- Exercise:
Reproduce, character for character, the part of the material that opens with the line containing "of the green" and closes with the line containing "column 16, row 191", both of those lines included.

::::

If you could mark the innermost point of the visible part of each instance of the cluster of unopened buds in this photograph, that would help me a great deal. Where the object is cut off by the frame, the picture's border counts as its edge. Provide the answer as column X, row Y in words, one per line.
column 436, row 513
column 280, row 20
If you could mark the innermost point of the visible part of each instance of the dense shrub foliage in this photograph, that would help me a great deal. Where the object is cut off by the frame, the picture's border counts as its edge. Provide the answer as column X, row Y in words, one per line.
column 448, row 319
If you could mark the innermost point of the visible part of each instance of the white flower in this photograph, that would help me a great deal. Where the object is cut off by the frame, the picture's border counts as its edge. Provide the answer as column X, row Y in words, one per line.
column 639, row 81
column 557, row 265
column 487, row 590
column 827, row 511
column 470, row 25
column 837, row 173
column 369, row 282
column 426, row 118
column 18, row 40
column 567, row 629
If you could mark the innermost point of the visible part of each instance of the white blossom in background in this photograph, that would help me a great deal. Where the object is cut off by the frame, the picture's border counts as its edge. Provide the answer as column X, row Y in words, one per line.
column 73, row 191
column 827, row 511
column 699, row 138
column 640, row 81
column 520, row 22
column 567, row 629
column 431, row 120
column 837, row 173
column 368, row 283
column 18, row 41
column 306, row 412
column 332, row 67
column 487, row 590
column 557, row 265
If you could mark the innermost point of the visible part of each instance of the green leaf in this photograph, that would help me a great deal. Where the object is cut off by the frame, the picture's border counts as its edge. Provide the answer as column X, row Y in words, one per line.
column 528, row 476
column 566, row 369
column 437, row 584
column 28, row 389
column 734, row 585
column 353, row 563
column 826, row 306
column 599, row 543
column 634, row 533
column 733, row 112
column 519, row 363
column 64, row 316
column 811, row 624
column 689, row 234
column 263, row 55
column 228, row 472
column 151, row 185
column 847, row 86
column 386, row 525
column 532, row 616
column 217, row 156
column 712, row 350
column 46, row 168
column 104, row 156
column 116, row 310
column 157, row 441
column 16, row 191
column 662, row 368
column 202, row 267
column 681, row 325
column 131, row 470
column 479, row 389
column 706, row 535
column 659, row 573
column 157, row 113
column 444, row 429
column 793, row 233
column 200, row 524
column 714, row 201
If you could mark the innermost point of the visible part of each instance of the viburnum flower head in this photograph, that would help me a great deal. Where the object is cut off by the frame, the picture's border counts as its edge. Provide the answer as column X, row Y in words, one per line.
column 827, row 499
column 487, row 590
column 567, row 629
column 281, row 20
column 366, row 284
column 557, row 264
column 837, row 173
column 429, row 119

::::

- Answer below:
If you could mark the innermost point of the visible part of each instance of the green leaf in this photograph, that would help me a great deal. Where the object is cut off by the frame, the picture's border counts as its edge. Provide the answer as column X, row Y in words, one per line.
column 528, row 476
column 566, row 369
column 437, row 584
column 28, row 389
column 734, row 585
column 353, row 563
column 826, row 306
column 599, row 543
column 634, row 533
column 733, row 112
column 519, row 363
column 64, row 316
column 811, row 624
column 689, row 234
column 263, row 55
column 228, row 472
column 151, row 185
column 847, row 86
column 386, row 525
column 532, row 616
column 217, row 156
column 712, row 350
column 46, row 168
column 104, row 156
column 116, row 310
column 157, row 441
column 16, row 191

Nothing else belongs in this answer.